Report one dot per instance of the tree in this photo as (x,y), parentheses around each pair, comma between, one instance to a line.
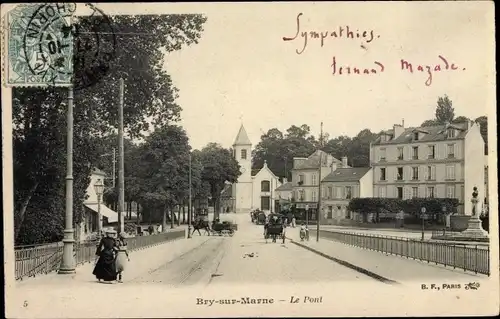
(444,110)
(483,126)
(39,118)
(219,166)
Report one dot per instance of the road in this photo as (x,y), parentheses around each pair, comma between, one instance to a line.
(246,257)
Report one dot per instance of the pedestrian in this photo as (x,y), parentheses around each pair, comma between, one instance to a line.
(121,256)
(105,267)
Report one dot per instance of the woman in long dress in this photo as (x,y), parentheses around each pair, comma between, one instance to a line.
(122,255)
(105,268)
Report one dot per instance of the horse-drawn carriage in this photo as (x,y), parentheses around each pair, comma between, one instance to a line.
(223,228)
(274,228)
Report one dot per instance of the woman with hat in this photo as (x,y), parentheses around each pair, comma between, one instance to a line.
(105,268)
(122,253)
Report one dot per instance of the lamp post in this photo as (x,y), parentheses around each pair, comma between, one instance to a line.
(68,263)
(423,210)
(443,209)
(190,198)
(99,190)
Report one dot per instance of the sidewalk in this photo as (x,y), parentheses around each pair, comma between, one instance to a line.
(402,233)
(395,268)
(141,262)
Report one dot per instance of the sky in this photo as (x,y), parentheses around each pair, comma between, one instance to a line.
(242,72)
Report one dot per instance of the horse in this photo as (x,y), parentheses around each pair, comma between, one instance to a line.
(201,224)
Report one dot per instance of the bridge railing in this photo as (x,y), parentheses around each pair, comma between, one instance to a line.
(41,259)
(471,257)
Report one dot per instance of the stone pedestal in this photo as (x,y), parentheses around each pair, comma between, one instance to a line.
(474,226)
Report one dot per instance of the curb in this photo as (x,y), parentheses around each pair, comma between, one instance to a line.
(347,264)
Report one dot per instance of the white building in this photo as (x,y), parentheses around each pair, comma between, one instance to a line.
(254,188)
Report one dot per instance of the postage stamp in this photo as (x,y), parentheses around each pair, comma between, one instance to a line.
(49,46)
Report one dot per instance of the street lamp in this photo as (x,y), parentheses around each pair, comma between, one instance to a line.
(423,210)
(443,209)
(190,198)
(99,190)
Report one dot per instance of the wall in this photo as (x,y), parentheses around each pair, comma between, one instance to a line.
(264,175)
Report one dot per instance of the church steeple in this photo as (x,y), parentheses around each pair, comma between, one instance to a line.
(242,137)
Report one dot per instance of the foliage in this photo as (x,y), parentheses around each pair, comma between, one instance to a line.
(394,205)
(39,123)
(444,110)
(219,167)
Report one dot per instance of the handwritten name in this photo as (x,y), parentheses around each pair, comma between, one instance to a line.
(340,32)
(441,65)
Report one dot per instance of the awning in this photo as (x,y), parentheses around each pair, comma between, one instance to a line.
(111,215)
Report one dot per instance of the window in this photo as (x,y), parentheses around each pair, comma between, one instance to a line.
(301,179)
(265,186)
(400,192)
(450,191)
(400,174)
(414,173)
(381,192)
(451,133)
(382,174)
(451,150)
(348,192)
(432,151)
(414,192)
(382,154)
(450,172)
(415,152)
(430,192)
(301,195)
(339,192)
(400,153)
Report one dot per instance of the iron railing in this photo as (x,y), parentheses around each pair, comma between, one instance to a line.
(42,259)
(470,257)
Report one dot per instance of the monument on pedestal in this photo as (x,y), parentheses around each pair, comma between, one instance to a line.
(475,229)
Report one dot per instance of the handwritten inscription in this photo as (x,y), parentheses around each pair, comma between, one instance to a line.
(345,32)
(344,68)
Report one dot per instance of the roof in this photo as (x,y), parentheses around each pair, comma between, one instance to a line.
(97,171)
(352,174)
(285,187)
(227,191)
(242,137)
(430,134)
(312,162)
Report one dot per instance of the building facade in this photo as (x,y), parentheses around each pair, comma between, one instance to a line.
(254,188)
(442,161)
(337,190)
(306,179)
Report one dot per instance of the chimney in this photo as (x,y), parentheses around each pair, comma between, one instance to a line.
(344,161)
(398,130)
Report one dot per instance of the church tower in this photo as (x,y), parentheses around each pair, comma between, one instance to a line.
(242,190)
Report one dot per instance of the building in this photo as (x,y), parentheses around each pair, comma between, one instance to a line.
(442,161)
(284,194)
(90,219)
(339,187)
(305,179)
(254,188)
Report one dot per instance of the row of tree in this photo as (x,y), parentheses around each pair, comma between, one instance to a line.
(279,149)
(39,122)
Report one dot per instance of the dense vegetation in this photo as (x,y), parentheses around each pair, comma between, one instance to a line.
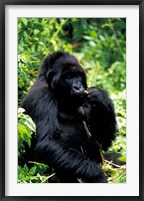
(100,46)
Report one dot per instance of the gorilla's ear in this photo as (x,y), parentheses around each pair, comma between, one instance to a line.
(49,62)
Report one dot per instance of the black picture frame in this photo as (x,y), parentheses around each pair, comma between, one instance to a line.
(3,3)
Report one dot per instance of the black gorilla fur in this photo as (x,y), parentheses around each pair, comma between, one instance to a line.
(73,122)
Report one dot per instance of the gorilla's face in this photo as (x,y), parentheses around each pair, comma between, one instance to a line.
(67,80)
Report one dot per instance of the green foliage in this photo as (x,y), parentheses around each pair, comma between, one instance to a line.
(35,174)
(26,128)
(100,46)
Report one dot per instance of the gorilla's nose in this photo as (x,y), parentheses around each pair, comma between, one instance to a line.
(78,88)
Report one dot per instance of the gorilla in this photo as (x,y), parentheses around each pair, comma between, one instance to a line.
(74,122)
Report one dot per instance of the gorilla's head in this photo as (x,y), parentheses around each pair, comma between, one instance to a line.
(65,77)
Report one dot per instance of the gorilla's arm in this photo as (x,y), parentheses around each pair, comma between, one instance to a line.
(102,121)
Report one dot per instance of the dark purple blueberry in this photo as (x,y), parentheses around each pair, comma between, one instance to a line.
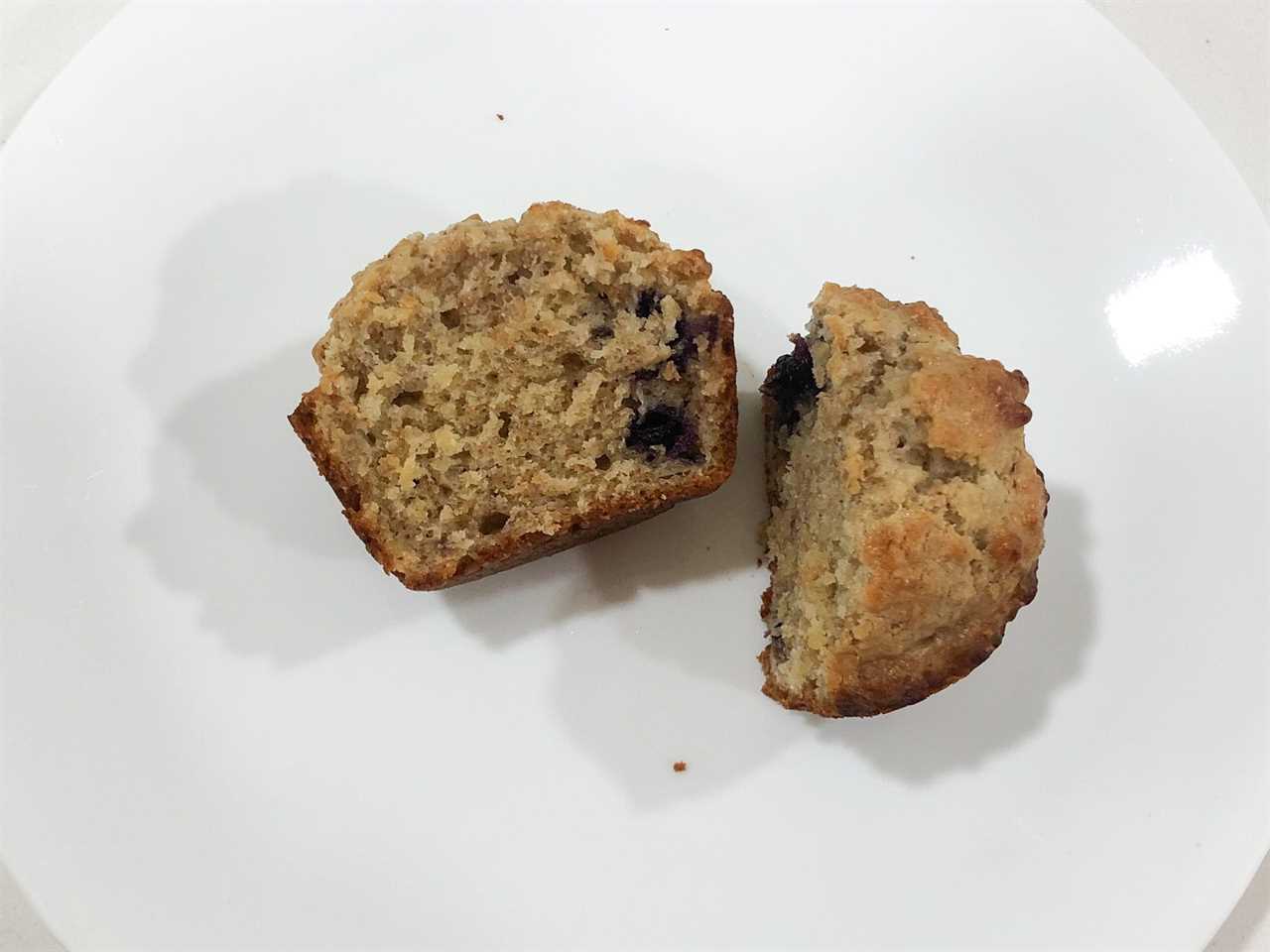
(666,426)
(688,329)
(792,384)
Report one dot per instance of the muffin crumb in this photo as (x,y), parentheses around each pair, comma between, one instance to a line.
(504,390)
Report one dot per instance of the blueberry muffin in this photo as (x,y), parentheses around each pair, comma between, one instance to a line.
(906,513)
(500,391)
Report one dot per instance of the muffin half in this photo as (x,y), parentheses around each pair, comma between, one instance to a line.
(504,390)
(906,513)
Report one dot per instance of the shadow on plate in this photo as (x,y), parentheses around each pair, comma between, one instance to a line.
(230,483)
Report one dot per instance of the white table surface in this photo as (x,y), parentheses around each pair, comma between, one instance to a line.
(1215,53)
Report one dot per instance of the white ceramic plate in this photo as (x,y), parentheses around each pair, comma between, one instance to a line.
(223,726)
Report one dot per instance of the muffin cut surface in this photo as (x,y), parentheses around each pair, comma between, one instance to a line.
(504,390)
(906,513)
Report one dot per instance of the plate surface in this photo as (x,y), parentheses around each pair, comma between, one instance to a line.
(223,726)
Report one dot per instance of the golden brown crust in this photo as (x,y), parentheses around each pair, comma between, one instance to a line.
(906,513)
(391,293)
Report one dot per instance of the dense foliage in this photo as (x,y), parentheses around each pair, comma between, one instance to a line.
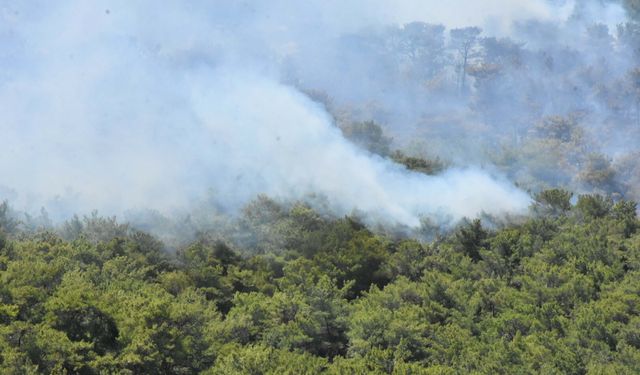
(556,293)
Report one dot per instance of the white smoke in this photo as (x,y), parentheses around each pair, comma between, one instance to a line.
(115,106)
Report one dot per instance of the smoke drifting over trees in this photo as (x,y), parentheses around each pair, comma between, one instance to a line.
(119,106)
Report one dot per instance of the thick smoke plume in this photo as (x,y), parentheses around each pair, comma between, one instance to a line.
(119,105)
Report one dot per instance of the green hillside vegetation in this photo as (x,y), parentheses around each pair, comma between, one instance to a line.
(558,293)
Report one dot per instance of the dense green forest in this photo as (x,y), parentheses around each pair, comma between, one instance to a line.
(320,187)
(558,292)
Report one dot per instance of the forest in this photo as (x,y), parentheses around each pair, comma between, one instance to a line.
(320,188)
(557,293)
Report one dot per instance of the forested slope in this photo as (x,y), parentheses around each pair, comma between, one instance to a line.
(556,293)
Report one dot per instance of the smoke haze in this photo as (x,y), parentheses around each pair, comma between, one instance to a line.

## Objective
The lines to quote run from the one containing "Report one dot per instance of the green hillside" through the final line of the material above; please give them exactly, both ends included, and nothing else.

## Response
Report one dot per instance of the green hillside vegetation in this photo as (x,y), parentheses around each pair, comma between, one instance to a line.
(558,293)
Report one dot per instance of the dense green forest in this photo as (x,y), parentheses around each pair, comma between, one instance to a line.
(320,187)
(558,292)
Report one dot per instance of the forest in this photo as (x,y), parentheses around each pair, comma between, one instance to a line.
(320,188)
(557,293)
Report one dot per instance of the forested slope in this photo as (x,y), parentheses around each pair, comma between, one instance to a line.
(556,293)
Report one dot per instance of the smoke haze in this photo as (x,y), parentheses around each pair, comma between, one instance to a line.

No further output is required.